[Start of Attachment]
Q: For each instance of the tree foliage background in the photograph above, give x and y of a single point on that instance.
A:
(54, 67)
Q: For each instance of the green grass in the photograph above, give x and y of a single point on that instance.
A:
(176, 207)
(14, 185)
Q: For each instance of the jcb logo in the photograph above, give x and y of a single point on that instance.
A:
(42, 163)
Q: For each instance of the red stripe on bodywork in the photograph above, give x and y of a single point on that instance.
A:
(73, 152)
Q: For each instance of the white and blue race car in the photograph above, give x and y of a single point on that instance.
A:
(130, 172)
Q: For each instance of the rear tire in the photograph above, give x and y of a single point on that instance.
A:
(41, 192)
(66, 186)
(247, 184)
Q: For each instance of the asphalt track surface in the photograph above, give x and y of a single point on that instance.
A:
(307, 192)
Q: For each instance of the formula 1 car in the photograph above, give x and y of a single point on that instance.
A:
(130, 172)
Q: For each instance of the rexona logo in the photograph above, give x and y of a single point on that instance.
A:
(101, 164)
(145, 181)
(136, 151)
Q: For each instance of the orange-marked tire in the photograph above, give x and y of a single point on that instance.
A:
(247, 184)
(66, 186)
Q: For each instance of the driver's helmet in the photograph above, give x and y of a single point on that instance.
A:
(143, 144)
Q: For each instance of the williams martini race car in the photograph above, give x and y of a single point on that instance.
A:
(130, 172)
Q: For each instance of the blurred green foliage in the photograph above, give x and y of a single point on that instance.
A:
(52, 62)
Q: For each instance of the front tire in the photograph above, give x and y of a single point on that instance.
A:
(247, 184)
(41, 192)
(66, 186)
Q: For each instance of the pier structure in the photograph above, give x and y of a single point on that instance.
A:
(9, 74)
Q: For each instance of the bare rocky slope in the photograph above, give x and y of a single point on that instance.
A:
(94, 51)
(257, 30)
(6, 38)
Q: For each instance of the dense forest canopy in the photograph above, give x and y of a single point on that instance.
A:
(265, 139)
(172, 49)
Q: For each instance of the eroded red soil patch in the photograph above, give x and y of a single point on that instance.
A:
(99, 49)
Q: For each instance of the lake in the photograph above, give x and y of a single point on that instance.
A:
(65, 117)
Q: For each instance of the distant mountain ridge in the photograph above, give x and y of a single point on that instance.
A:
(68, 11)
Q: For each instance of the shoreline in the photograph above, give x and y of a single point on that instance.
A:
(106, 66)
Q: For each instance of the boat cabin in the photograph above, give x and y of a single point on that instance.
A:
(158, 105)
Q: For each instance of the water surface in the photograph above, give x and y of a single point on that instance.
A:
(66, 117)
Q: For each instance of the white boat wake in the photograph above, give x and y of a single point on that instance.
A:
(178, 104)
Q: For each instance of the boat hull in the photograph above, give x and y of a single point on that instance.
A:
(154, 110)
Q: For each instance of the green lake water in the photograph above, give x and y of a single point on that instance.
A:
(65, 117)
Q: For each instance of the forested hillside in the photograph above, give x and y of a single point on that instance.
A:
[End of Attachment]
Retype each line above, keeping every character.

» ANSWER FOR THE TASK:
Q: For each instance of the tree foliage background in the photograph above, give x and y of a single point on that instance.
A:
(54, 67)
Q: For each instance of the green grass in the photograph above, give x and y of a single point on that instance.
A:
(176, 207)
(14, 185)
Q: For each instance of the jcb logo in the photograph above, give x and y of a single point on that instance.
A:
(42, 163)
Q: For each instance of the red stripe on bodywork in the photograph above, give x and y of a single point on that instance.
A:
(73, 152)
Q: For each instance of the white and blue race car in the photograph above, give x and y of a single point on that instance.
A:
(130, 172)
Q: For each instance of the rear tire in the photograph above, give x and y of a single point on that instance.
A:
(41, 192)
(66, 186)
(247, 184)
Q: For each instance of the asphalt track surface in the photograph above, give x and y of a single point on that instance.
A:
(307, 192)
Q: For each instance of the formula 1 car in the photograph above, give x and y of a single point on that instance.
A:
(130, 172)
Q: For each instance of the rexona logo in the photograph above, give x and y of a single point on that instance.
A:
(101, 164)
(145, 181)
(136, 151)
Q: For each instance of the orange-marked tire in the photograph above, give x and y of a single point on that instance.
A:
(247, 184)
(66, 186)
Q: For each instance of the driver's helmet in the photograph above, give x and y of a single point on that instance.
A:
(143, 144)
Q: For each instance of the williams martini race car in the photograph above, give x and y of a single point on that instance.
A:
(130, 172)
Q: For each instance of the blurred green foliage in the photograph above, give x and y of a single point on that instance.
A:
(52, 62)
Q: For each instance of the front tire in the photograph above, give x and y of a single point on that instance.
A:
(247, 184)
(41, 192)
(66, 186)
Q: For each instance of the pier structure in the photograph above, give x and y of a single point on that instance.
A:
(9, 74)
Q: For each instance of the bare rocky slope in the photograph above, give x and y of a single point on that instance.
A:
(94, 51)
(257, 30)
(6, 38)
Q: For each instance of the dense forest canopy in the photograph above, give x and y of a single point on that instance.
A:
(265, 139)
(172, 49)
Q: For each instance of the eroded red soil patch in the photograph above, give x and y of a single point on that instance.
A:
(99, 49)
Q: For each instance of the lake in the photograph above, give x and y of a single point on that instance.
A:
(65, 117)
Q: For each instance of the distant mountain ridge in the photograph above, give x and y of a single point on that instance.
A:
(68, 11)
Q: For each instance of the shoreline in the photograph above, give x and y of a single point on that instance.
A:
(106, 66)
Q: For each instance of the boat cabin in the photograph above, give x and y of a single point on that instance.
A:
(158, 105)
Q: For each instance of the water surface in the photograph above, give x and y of a single point on that instance.
A:
(66, 117)
Q: For each instance of the white boat wake in the photograph above, give x and y of a single point on that instance.
A:
(178, 104)
Q: For each instance of the boat hull in the photograph above, give x and y of a single point on that instance.
A:
(154, 110)
Q: For each instance of the green lake water in the photograph above, give x and y of a single point on that instance.
A:
(65, 117)
Q: For each instance of the forested hillside in the photograph above, give x and y of a single point on that instance.
A:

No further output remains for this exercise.